● **Problem description**: Print nothing but the lines below starting at the line that holds "224V249L454 252L457 278L469" and ending at the line that holds "box: [509, 214, 582, 479]", including both, each exactly as written.

(Stored data entries)
* * * * *

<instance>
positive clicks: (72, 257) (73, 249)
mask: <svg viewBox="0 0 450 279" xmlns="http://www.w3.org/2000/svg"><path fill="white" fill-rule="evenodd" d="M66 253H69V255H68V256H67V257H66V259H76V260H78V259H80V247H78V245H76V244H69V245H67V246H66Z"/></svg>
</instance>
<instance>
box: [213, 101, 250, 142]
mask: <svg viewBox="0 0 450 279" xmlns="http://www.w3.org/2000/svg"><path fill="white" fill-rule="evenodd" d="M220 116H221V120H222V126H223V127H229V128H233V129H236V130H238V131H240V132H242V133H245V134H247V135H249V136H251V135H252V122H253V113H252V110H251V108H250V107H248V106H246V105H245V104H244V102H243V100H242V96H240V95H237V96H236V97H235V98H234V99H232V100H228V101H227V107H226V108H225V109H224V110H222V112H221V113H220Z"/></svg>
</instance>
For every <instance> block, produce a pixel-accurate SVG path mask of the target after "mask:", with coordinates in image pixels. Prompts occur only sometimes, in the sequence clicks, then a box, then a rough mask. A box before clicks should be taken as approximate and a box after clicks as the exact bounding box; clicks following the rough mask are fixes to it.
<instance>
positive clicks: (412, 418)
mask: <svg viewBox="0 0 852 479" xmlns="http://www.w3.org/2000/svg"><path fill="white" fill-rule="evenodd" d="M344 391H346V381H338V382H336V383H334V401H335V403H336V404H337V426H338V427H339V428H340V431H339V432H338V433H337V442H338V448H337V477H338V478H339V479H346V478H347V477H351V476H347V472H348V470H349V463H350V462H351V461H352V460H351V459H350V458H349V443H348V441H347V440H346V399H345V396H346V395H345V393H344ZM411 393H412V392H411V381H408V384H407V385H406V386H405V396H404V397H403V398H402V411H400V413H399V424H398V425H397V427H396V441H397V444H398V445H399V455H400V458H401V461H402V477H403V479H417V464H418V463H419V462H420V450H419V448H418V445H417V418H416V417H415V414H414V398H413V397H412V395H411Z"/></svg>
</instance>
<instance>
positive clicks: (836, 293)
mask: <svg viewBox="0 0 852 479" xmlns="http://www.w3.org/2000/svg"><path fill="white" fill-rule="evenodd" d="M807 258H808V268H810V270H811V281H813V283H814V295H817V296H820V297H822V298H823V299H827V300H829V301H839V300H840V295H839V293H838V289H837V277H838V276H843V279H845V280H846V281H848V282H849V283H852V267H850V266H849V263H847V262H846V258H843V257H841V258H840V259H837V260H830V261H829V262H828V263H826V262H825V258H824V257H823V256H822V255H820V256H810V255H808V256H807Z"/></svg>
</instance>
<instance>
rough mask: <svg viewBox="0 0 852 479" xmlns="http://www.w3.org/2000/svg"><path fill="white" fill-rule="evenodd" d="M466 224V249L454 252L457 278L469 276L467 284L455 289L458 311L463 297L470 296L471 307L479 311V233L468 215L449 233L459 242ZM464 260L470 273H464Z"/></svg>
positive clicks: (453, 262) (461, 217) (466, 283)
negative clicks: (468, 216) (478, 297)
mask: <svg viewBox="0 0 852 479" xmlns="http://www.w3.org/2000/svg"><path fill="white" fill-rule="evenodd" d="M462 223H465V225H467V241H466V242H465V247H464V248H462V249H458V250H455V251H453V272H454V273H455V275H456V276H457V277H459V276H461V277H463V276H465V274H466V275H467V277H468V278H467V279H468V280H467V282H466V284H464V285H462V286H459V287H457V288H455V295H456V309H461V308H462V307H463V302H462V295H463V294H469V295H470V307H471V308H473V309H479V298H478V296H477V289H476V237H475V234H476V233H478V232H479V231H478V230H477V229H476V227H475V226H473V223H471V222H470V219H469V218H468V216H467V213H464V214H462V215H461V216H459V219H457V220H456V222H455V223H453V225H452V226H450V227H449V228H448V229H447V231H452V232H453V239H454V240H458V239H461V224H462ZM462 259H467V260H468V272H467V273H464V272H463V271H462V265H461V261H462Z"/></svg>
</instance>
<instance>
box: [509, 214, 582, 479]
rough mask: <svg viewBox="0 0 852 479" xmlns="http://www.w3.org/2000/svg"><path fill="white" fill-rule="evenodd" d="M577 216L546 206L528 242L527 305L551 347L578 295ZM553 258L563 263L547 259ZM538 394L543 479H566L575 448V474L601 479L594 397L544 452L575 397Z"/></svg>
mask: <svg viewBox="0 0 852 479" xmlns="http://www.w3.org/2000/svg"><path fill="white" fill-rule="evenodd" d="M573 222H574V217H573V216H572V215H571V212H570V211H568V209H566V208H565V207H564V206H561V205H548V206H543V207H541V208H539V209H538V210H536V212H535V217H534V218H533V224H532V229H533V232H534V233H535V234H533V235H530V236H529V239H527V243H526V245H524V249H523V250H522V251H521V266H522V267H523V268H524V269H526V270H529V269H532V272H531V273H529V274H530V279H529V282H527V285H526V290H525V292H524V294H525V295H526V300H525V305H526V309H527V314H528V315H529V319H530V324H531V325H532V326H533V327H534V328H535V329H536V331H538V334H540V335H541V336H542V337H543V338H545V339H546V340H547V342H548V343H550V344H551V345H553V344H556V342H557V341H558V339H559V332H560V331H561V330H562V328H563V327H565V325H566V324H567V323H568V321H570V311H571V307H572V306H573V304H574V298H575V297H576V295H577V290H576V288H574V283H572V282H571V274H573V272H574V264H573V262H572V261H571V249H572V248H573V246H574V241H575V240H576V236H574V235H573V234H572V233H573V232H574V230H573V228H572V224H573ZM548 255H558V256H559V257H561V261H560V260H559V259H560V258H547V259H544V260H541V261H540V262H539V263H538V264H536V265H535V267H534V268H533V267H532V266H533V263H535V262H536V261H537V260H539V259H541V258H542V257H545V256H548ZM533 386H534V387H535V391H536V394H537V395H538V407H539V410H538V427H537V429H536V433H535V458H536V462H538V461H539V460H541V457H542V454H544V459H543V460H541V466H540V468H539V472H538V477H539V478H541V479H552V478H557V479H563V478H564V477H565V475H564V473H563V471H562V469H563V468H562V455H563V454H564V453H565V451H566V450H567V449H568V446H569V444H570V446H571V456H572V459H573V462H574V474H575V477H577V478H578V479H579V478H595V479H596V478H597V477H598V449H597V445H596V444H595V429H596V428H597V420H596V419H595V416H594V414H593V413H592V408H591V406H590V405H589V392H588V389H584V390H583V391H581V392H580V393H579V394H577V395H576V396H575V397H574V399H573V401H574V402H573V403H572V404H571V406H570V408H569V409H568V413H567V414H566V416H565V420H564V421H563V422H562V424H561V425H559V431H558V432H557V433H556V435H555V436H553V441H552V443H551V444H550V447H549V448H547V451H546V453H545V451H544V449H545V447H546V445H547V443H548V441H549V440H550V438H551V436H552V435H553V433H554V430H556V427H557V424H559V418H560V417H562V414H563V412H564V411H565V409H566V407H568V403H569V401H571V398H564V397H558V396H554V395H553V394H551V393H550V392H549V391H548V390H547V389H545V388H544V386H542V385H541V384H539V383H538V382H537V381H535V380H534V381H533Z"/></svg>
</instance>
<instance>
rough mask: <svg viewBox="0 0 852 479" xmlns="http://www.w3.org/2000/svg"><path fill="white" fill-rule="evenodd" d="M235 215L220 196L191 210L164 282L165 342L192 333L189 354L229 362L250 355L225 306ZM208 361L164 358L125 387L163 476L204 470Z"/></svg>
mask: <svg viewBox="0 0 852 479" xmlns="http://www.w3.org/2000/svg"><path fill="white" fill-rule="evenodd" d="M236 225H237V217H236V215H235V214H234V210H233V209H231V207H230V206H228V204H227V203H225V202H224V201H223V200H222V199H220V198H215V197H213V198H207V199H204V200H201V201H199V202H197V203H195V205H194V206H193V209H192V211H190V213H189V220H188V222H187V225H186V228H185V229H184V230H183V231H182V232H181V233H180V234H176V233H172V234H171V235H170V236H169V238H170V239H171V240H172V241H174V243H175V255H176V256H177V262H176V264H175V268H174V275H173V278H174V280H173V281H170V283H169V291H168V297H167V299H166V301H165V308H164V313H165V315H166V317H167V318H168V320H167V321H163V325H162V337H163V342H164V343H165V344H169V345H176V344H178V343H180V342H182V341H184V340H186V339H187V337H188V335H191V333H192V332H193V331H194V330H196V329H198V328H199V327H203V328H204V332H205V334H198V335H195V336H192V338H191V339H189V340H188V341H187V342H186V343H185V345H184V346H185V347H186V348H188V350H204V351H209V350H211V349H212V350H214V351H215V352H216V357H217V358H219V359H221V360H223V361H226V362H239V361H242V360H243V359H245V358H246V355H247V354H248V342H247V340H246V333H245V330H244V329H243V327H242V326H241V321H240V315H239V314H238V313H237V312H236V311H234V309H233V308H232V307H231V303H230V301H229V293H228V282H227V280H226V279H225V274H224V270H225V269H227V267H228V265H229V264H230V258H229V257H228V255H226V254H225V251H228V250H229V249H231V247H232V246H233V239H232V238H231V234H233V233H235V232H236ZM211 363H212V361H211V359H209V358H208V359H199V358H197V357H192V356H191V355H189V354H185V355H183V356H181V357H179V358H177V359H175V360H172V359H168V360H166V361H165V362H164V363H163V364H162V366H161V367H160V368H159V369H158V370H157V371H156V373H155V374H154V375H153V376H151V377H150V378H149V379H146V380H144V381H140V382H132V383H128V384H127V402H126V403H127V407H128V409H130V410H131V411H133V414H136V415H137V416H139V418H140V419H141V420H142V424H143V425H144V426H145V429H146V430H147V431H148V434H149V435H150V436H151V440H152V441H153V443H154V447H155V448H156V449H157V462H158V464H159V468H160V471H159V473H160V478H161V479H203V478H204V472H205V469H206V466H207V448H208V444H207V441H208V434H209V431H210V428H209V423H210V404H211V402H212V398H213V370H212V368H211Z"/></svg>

* * * * *

● **Final answer**:
rough mask: <svg viewBox="0 0 852 479" xmlns="http://www.w3.org/2000/svg"><path fill="white" fill-rule="evenodd" d="M466 224V249L454 252L457 278L469 276L467 284L455 289L458 311L463 297L470 296L471 307L479 311V233L468 215L449 233L459 242ZM464 260L470 273H464Z"/></svg>
positive clicks: (453, 262) (461, 217) (466, 283)
negative clicks: (468, 216) (478, 297)
mask: <svg viewBox="0 0 852 479" xmlns="http://www.w3.org/2000/svg"><path fill="white" fill-rule="evenodd" d="M462 223H465V225H467V241H466V242H465V247H464V248H462V249H458V250H455V251H453V272H454V273H455V275H456V276H457V277H459V276H461V277H463V276H465V274H466V275H467V277H468V278H467V279H468V280H467V282H466V284H464V285H462V286H459V287H457V288H455V295H456V309H461V308H462V307H463V302H462V295H463V294H469V295H470V307H471V308H473V309H479V298H478V296H477V289H476V237H475V234H476V233H478V232H479V231H478V230H477V229H476V227H475V226H473V223H471V222H470V219H469V218H468V216H467V213H464V214H462V215H461V216H459V219H457V220H456V222H455V223H453V225H452V226H450V227H449V228H448V229H447V231H452V232H453V239H454V240H458V239H461V224H462ZM462 259H467V260H468V272H467V273H464V272H463V271H462V265H461V261H462Z"/></svg>
</instance>
<instance>
box: [509, 214, 582, 479]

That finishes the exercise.